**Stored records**
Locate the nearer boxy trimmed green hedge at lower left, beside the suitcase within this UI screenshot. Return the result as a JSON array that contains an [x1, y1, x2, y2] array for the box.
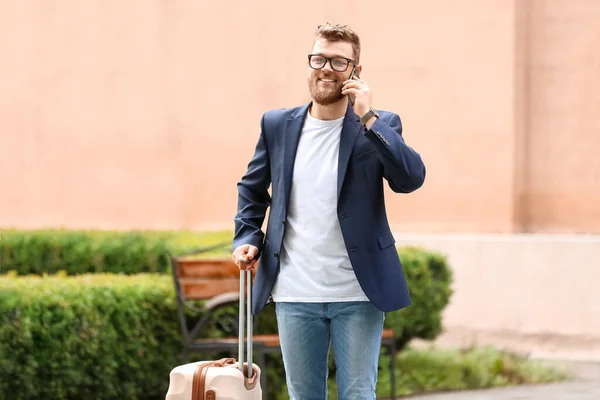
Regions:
[[0, 274, 180, 400]]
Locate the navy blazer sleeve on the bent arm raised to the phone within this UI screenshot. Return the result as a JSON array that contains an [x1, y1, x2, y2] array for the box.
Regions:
[[365, 113, 425, 193]]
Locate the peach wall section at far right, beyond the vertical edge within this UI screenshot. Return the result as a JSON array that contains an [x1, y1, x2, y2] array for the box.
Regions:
[[525, 0, 600, 233]]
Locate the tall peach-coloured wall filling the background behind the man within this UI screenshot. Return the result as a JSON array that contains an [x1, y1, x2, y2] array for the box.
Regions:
[[0, 0, 600, 233]]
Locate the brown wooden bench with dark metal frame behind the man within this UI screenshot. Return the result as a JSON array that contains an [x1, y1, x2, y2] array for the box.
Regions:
[[169, 250, 396, 399]]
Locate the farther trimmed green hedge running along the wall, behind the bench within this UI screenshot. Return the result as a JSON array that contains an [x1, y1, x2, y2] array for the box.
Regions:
[[0, 230, 231, 275]]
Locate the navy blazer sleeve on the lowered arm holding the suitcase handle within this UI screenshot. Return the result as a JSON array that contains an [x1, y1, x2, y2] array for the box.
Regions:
[[233, 115, 271, 254]]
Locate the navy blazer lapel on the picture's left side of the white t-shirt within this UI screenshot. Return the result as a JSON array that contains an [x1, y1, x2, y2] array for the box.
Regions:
[[283, 103, 310, 215]]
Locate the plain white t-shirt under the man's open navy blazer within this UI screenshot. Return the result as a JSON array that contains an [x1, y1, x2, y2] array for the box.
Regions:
[[271, 113, 368, 302]]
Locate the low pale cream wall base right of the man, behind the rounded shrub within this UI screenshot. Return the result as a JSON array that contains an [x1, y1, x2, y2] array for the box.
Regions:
[[396, 234, 600, 360]]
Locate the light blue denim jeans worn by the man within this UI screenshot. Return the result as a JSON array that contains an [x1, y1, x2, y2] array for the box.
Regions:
[[275, 301, 384, 400]]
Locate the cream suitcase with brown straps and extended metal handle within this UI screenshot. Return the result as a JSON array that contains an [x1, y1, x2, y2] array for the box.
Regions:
[[166, 270, 262, 400]]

**Goal of the exercise**
The result should be every line of the data, reproduced exactly, with the images removed.

**Reply**
Locate the nearer boxy trimmed green hedge at lower left, beside the suitcase within this UI screenshot. Return the result as a JSON array that contains an [x1, y1, x2, y2] array for the box.
Regions:
[[0, 274, 180, 400]]
Locate the navy blazer sleeve on the bent arm raised to the phone within this UI screenshot. Return the result as a JSON array that contains an [x1, y1, x2, y2] array for the box.
Regions:
[[365, 113, 425, 193]]
Locate the peach wall section at far right, beyond the vertical edge within this UI screenshot. Return the result as a JSON array that contains an [x1, y1, x2, y2] array for the box.
Regions:
[[525, 0, 600, 233]]
Locate the tall peach-coloured wall filling the background behind the man within this UI screenshot. Return the result as a JSON array that contains an [x1, y1, x2, y2] array for the box.
Regions:
[[0, 0, 600, 233]]
Locate the brown wooden bench with dark metal frame behind the man within this UI screenshot. Return the result as a JSON array that contains an [x1, y1, x2, y2] array for the box.
Regions:
[[169, 250, 396, 399]]
Locate the farther trimmed green hedge running along the wall, behind the bench within this UI screenshot. Return the result as a JSON array that contains an [x1, y1, x2, y2] array for the box.
Regions:
[[0, 230, 231, 275]]
Locate the navy blazer sleeve on the lowered arm holding the suitcase handle within this UI screenshot. Return the result as a JSON array that contains an [x1, y1, x2, y2] array for the box.
Regions:
[[233, 115, 271, 254]]
Locate the navy blazer lapel on the picture's left side of the white t-shirt within this UI screenshot. Return the result as a JSON array that contains an [x1, y1, x2, y2] array for the box.
Regions:
[[283, 103, 310, 215]]
Locate the plain white t-shirt under the man's open navy blazer within this UI screenshot. Return the result as a JSON array that contains an [x1, y1, x2, y2] array for the box.
Regions:
[[271, 113, 368, 302]]
Locate the low pale cream wall base right of the man, behind the rounded shrub within this UI screenshot. Return the result as a JSON array that contains an [x1, y1, x2, y2] array for the box.
Regions:
[[396, 234, 600, 360]]
Locate the light blue denim jeans worn by the man within this UI screenshot. Return the result as a JSON array that contains an [x1, y1, x2, y2] array for the box.
Regions:
[[275, 301, 384, 400]]
Locate the cream suitcase with brown straps and extended metal handle within this UI screenshot. Return the result as a JSON array that contains an [x1, y1, x2, y2] array for the box.
Regions:
[[166, 270, 262, 400]]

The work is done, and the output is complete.